══ Material provided ══
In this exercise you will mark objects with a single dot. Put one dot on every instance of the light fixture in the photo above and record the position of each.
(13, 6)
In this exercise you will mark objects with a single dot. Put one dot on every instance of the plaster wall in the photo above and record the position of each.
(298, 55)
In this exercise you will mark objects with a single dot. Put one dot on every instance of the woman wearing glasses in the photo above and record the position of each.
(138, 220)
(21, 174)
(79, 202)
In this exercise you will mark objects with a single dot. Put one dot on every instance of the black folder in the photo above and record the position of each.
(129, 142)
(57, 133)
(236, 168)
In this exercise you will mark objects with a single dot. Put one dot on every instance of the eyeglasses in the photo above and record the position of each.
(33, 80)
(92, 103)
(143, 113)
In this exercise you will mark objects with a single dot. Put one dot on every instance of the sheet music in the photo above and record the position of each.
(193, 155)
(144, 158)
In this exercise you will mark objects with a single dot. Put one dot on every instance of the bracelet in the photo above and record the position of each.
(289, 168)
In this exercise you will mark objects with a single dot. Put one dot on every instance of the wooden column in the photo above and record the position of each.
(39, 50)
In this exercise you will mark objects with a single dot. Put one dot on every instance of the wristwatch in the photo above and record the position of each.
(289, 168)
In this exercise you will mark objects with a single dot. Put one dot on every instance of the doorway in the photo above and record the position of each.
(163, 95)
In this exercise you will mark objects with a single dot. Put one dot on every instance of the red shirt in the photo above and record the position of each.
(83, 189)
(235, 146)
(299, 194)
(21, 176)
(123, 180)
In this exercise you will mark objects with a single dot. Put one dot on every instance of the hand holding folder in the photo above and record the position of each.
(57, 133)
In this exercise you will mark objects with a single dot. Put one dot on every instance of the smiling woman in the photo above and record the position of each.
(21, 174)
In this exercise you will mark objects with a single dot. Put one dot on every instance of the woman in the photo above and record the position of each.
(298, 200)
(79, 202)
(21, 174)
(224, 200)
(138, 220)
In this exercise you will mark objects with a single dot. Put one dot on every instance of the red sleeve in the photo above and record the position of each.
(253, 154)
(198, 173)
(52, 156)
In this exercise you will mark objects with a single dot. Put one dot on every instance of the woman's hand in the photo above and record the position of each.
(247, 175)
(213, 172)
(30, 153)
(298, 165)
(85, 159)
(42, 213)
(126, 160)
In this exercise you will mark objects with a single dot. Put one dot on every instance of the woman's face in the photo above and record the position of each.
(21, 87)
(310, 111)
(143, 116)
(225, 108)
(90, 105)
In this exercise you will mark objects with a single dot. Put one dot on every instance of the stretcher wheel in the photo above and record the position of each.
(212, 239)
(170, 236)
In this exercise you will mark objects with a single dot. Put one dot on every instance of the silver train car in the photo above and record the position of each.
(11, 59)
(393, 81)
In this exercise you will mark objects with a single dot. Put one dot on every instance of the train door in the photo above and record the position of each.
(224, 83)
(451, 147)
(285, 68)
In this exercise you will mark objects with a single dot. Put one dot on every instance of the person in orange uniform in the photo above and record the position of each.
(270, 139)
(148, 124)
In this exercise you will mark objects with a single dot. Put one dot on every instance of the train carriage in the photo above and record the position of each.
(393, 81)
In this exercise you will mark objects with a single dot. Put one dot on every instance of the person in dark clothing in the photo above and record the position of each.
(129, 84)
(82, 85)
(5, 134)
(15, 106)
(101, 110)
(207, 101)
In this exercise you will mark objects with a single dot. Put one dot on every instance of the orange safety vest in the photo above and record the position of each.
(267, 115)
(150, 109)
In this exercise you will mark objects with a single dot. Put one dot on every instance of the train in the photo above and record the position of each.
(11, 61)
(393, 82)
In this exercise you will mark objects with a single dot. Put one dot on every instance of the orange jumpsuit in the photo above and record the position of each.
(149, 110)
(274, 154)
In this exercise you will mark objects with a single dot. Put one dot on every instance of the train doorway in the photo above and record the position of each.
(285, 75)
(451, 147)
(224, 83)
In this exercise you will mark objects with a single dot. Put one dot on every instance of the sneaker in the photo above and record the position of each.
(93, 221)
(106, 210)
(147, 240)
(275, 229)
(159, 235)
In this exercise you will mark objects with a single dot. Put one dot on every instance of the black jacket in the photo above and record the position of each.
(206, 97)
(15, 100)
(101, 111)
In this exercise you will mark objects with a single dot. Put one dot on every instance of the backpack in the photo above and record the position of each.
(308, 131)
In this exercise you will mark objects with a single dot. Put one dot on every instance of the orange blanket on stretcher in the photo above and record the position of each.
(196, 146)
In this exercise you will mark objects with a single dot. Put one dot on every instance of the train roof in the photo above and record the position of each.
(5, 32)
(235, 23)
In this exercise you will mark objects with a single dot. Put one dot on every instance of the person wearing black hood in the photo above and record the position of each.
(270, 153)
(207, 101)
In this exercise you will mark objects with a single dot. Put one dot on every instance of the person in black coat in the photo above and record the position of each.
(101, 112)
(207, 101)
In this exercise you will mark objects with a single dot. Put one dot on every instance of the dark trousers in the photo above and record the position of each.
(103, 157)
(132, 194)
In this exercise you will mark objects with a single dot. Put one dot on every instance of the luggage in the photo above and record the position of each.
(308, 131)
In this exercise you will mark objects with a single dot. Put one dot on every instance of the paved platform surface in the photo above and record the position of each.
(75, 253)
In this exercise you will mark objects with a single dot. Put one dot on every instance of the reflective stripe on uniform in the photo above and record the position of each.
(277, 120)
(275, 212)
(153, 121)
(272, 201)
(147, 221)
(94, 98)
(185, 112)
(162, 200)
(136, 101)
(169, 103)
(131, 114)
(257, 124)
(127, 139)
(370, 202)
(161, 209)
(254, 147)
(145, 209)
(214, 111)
═══
:: The task ::
Write the listing out again, word for word.

:: Task result ::
In this exercise you will mark objects with a single dot. Put one dot on every instance of the light fixture in the photo above and record the position of each.
(13, 6)
In this exercise you will mark objects with a single dot. Put one dot on every instance of the plaster wall in the photo above and record the position of each.
(298, 55)
In this exercise you will mark objects with a single dot. Put one dot on every instance of the woman wearing glasses in the photo above and record the position of each.
(138, 220)
(21, 174)
(79, 202)
In this exercise you will mark objects with a single dot. Put one dot on every instance of the black folder in the photo above and record the position of each.
(129, 142)
(57, 133)
(236, 168)
In this exercise you will mark objects with a single dot. Put one dot on every instance of the eyeglasses in the photo above and record the position of each.
(33, 80)
(92, 103)
(143, 113)
In this exercise you will mark objects with a single dot. Put one dot on every instance of the sheet music in the photo above and record the position of each.
(193, 155)
(144, 158)
In this exercise you will mark objects with a single dot. Put one dot on every instance of the bracelet in the photo above and record the position of each.
(289, 168)
In this exercise you will mark objects with a single dot. Put one dot on every instance of the wooden column in the photo above and record the position of each.
(39, 50)
In this exercise you will mark objects with a single dot. Put one dot on every instance of the wristwatch in the photo above and record the position of each.
(289, 168)
In this exercise you will mark objects with a single dot. Put one dot on every instance of the doorway in the photo above and record the position of each.
(163, 95)
In this exercise you will mark objects with a single dot. Put one dot on every instance of the red shirt in the photo above and record the position of each.
(83, 189)
(235, 146)
(299, 194)
(21, 176)
(123, 180)
In this exercise you will mark objects with a single dot. Put one dot on every instance of the hand holding folder in the photo above and record the position of each.
(57, 133)
In this exercise you will mark objects with a single dot. Put one dot on every instance of the smiling woman in the photo above and record the position of each.
(21, 174)
In this exercise you will mark objects with a single dot. Put one dot on every instance of the woman in the photo above and record the position of each.
(298, 200)
(79, 202)
(21, 174)
(224, 200)
(138, 220)
In this exercise you will mark objects with a single dot. Put one dot on every instance of the red sleeve in the photo above and record the position of each.
(253, 154)
(198, 173)
(52, 156)
In this exercise you will mark objects with a single dot. Put one dot on every instance of the woman's hand in the photo above and record the position of each.
(247, 175)
(213, 172)
(30, 153)
(298, 165)
(85, 159)
(42, 213)
(126, 160)
In this exercise you will mark objects with a single dot. Put one dot on every instance of the woman's face in the photo above and record the position of each.
(21, 87)
(310, 111)
(143, 116)
(225, 108)
(90, 105)
In this exercise you will mark objects with a single dot. Put one dot on every instance of the stretcher wheel in the photo above and record the position of each.
(212, 239)
(170, 236)
In this exercise you will mark objects with a single dot. Put one dot on every instance of the silver train car in the photo above and record the position of each.
(11, 59)
(393, 81)
In this exercise you will mark objects with a single dot. Put one dot on every instance of the train door in the photo above and record the position of each.
(224, 83)
(451, 147)
(285, 68)
In this exercise you will mark objects with a single dot. Put one dot on every instance of the person in orange uniform in the photo above and record the position of each.
(270, 139)
(148, 124)
In this exercise you will mark objects with a single dot. Put one dot on every instance of the train carriage in the photo above and record the position of each.
(393, 81)
In this exercise you will mark objects with a single dot. Put one dot on every instance of the person in dark clothing in the photo above and record the position of each.
(129, 84)
(82, 85)
(5, 134)
(15, 106)
(101, 110)
(207, 101)
In this exercise you will mark objects with a single dot. Put one dot on every instance of the orange safety vest in the photo above and record the position of each.
(267, 115)
(150, 109)
In this exercise you will mark objects with a single dot. Put one dot on every instance of the train in the photo above and record the position of each.
(11, 61)
(393, 82)
In this exercise you will mark objects with a single dot. Put one dot on every instance of the orange jumpsuit in the photo above and record the position of each.
(149, 110)
(274, 154)
In this exercise you will mark objects with a single dot. Put one dot on every instance of the train doorway in the photo above and record the position of each.
(285, 75)
(451, 147)
(224, 83)
In this exercise you will mark objects with a single dot. Put one dot on every instance of the sneaker in the photo above and record the position of each.
(93, 221)
(106, 210)
(147, 240)
(275, 229)
(159, 235)
In this exercise you will mark objects with a single dot. Put one dot on every instance of the black jacket in the photo above and record the position of each.
(206, 97)
(15, 100)
(101, 111)
In this exercise you will mark objects with a single dot. Put one dot on every instance of the backpack in the photo above and record the position of each.
(308, 131)
In this exercise you will mark objects with a single dot. Put one dot on every instance of the orange blanket on stretcher in the photo above and record the position of each.
(196, 146)
In this exercise you will mark objects with a single dot. Put one dot on every instance of the train roof in the photo above and record the position of each.
(5, 32)
(235, 23)
In this exercise you will mark objects with a single dot. Put one dot on every instance of the person wearing black hood in the photo above and record the position of each.
(270, 153)
(207, 101)
In this exercise you will mark objects with a single dot. Put one dot on every instance of the person in black coat in the photo above and record the position of each.
(101, 112)
(207, 101)
In this exercise you will mark objects with a single dot. Put one dot on every instance of the dark trousers in the photo above and record the position of each.
(103, 157)
(132, 194)
In this exercise you will mark objects with a single dot. Put one dot on every instance of the luggage in the photo above and record the position of each.
(308, 131)
In this exercise you will mark objects with a single dot. Put one dot on every instance of the paved platform surface in the photo above and record the position of each.
(75, 253)
In this exercise you will mark objects with a single dot. Put one dot on every instance of the reflective stripe on uniform in the photo above and record the position of each.
(277, 120)
(275, 212)
(153, 121)
(272, 201)
(147, 221)
(94, 98)
(185, 112)
(162, 200)
(136, 101)
(169, 103)
(131, 114)
(257, 124)
(127, 139)
(370, 202)
(161, 209)
(254, 147)
(145, 209)
(214, 111)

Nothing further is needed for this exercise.